What the exercise asks: Reproduce word for word everything in the Twelfth Night review below, from "So there are" down to "with cinematic sophistication.".

Passage start

Samuel West as Malvolio in Twelfth Night (photo: Helen Murray)Samuel West as Malvolio in Twelfth Night (photo: Helen Murray)
Samuel West as Malvolio in Twelfth Night (photo: Helen Murray)

So there are various things that are unexplained and seem to refer to nothing. Two are especially prominent. At times, a man climbs a ladder and paints one side of the set black. And part way through the first half, a colossal pipe organ emerges, and remains for most of the duration; at its console sits a man in a Fair Isle cardigan. He plays sometimes portentously, sometimes frivolously. The production occasionally feels less like a play and more like a high-end art installation; the set and costumes are designed by James Cotterill and lit by Zoe Spurr with cinematic sophistication.

Passage end
Entries supplied start

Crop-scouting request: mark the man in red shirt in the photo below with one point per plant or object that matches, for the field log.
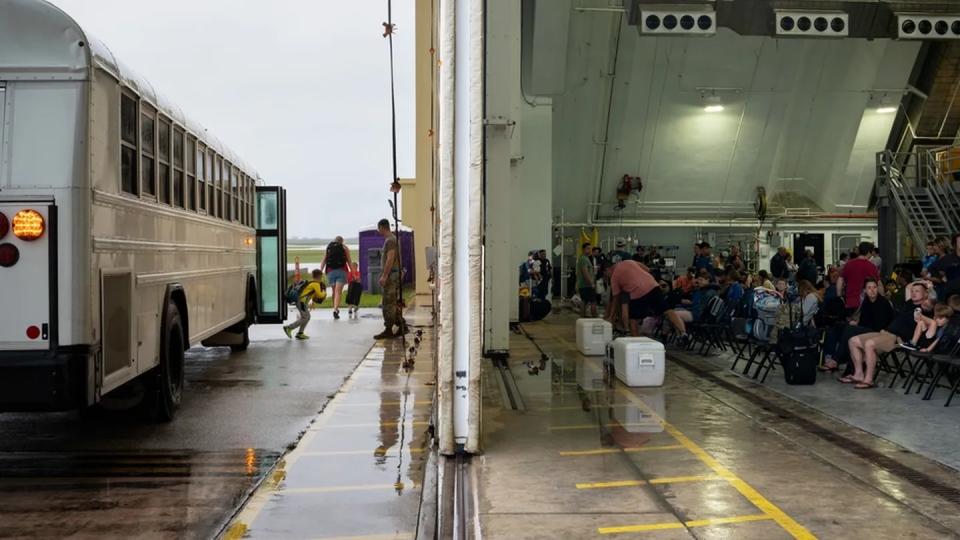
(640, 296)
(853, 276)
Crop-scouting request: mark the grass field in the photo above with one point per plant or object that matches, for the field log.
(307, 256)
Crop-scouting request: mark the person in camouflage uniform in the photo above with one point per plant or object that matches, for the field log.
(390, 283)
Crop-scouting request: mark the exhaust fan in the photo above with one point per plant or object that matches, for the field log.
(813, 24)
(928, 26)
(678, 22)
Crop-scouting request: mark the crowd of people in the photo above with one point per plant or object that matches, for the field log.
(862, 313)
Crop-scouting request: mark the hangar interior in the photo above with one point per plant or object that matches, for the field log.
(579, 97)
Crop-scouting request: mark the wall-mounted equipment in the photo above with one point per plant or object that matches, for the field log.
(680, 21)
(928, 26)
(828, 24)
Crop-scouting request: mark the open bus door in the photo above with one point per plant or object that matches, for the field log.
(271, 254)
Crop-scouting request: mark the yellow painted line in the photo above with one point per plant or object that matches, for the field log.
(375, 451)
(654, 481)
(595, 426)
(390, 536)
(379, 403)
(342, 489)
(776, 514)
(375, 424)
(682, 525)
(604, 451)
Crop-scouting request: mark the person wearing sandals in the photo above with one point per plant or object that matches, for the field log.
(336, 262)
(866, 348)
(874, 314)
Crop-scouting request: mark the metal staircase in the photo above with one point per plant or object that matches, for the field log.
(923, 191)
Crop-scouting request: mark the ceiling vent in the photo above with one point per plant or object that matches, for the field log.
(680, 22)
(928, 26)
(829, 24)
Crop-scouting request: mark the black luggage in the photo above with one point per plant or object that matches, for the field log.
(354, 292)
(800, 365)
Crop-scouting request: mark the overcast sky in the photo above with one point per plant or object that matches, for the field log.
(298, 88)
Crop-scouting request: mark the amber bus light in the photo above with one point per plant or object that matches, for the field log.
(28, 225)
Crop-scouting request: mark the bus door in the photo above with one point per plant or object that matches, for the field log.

Entries supplied end

Full output:
So there are various things that are unexplained and seem to refer to nothing. Two are especially prominent. At times, a man climbs a ladder and paints one side of the set black. And part way through the first half, a colossal pipe organ emerges, and remains for most of the duration; at its console sits a man in a Fair Isle cardigan. He plays sometimes portentously, sometimes frivolously. The production occasionally feels less like a play and more like a high-end art installation; the set and costumes are designed by James Cotterill and lit by Zoe Spurr with cinematic sophistication.